How many lines in the records below contain "hand"? Reply with the number alone.

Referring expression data
****************************************

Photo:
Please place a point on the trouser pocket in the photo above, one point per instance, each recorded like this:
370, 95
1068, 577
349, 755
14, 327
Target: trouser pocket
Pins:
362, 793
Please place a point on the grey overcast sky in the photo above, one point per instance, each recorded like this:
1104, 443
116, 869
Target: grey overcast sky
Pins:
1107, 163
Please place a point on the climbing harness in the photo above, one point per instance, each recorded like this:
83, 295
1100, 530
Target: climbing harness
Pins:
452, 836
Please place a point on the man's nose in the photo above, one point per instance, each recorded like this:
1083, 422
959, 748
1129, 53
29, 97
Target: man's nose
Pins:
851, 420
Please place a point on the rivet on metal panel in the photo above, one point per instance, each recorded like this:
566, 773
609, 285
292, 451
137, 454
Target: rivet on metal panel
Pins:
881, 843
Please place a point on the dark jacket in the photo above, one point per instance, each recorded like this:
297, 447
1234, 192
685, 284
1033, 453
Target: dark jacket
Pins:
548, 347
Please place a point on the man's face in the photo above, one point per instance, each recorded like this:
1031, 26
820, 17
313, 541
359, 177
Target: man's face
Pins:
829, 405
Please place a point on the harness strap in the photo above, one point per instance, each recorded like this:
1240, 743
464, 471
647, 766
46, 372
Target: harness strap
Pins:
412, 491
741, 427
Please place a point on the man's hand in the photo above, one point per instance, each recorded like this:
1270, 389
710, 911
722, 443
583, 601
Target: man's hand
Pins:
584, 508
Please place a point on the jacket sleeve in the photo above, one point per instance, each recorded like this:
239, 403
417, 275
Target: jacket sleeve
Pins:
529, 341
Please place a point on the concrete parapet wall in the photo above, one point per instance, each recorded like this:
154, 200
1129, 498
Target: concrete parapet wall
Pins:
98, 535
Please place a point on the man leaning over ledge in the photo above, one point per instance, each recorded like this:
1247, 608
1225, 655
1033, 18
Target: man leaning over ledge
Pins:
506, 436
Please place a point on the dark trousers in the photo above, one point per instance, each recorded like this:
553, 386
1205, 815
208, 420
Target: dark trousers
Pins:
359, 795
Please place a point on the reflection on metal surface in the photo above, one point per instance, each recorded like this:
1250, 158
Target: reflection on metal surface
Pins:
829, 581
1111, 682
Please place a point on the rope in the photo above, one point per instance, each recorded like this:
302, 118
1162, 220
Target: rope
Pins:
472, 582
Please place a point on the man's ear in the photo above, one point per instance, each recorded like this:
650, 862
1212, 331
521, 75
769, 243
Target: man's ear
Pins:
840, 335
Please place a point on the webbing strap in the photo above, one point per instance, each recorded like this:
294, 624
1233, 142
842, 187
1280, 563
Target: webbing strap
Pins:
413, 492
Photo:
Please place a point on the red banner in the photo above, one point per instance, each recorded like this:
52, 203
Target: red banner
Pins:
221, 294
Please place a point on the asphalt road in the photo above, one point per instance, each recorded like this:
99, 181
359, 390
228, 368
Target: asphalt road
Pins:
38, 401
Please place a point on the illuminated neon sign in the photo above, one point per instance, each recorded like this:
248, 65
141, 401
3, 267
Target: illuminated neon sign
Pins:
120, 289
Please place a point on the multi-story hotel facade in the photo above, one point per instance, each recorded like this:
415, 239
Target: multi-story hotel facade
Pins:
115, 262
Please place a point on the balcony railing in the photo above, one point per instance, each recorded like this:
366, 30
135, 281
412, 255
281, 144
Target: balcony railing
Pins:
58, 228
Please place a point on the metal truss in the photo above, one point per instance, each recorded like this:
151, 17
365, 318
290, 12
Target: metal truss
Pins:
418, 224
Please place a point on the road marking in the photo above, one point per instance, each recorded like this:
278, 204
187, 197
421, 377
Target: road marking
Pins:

****************************************

[Exercise solution]
2